▶ **Goal**:
Copy the records below word for word, leaving out the pictures.
[BEGIN Dataset]
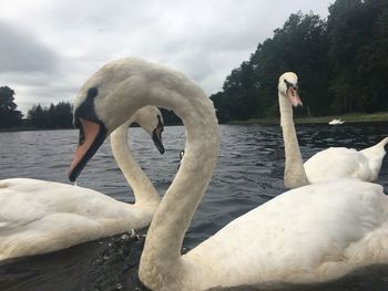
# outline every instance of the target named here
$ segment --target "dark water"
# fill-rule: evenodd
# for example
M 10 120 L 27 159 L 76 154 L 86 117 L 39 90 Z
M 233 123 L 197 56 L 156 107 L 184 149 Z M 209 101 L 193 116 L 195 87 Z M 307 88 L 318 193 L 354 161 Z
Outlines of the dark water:
M 306 159 L 329 146 L 360 149 L 374 145 L 388 134 L 388 124 L 298 125 L 297 132 Z M 163 194 L 176 173 L 178 152 L 184 148 L 184 128 L 165 128 L 166 153 L 163 156 L 142 129 L 131 128 L 130 134 L 136 160 Z M 0 179 L 29 177 L 68 183 L 65 173 L 76 136 L 75 131 L 0 133 Z M 223 125 L 221 136 L 217 167 L 186 233 L 186 249 L 284 191 L 284 148 L 279 126 Z M 387 160 L 379 183 L 388 189 Z M 132 191 L 111 156 L 108 142 L 89 163 L 78 185 L 123 201 L 133 201 Z M 141 235 L 120 235 L 55 253 L 0 262 L 0 290 L 142 290 L 135 273 L 143 240 Z M 376 273 L 380 272 L 371 272 L 370 282 L 357 274 L 363 278 L 363 284 L 348 279 L 347 284 L 338 282 L 329 289 L 315 287 L 312 290 L 388 290 L 385 277 L 380 276 L 380 281 L 376 279 Z M 366 288 L 368 282 L 378 289 Z

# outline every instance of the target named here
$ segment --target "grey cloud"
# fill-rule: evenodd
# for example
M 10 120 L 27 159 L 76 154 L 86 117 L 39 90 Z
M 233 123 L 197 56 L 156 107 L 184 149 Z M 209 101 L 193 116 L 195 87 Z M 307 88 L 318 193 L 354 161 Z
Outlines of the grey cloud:
M 58 56 L 32 35 L 0 22 L 0 72 L 53 72 Z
[END Dataset]
▶ **The solution**:
# outline every instance of the target named here
$ segment --target "dark water"
# fill-rule: evenodd
# for example
M 10 120 L 27 159 L 76 154 L 86 117 L 39 90 Z
M 233 123 L 197 56 L 156 107 L 184 149 Z M 209 101 L 193 116 L 195 87 Z M 307 88 L 318 193 L 354 161 Z
Outlines of the dark water:
M 306 159 L 329 146 L 360 149 L 374 145 L 388 134 L 388 124 L 298 125 L 297 132 Z M 163 194 L 176 173 L 178 152 L 184 148 L 184 128 L 165 128 L 166 153 L 163 156 L 142 129 L 131 128 L 130 134 L 136 160 Z M 0 179 L 29 177 L 68 183 L 65 173 L 76 136 L 75 131 L 0 133 Z M 223 125 L 221 136 L 217 167 L 186 233 L 186 249 L 284 191 L 284 148 L 279 126 Z M 387 160 L 379 183 L 388 189 Z M 132 191 L 111 156 L 108 142 L 89 163 L 78 185 L 123 201 L 133 201 Z M 141 235 L 120 235 L 55 253 L 0 262 L 0 290 L 142 290 L 135 273 L 143 240 Z M 376 273 L 380 272 L 371 272 L 370 282 L 357 274 L 363 278 L 363 284 L 348 279 L 347 284 L 338 282 L 329 289 L 315 287 L 312 290 L 388 290 L 385 277 L 380 276 L 380 281 L 376 279 Z M 366 288 L 368 282 L 378 289 Z

# outline every instance of the target named here
$ segment --target "grey cloud"
# fill-rule: evenodd
# for example
M 10 120 L 27 159 L 76 154 L 86 117 L 39 90 Z
M 233 123 L 197 56 L 156 107 L 184 149 Z M 209 101 L 193 116 L 195 87 Z M 307 88 L 318 193 L 354 161 Z
Outlines of the grey cloud:
M 58 56 L 32 35 L 0 22 L 0 72 L 53 72 Z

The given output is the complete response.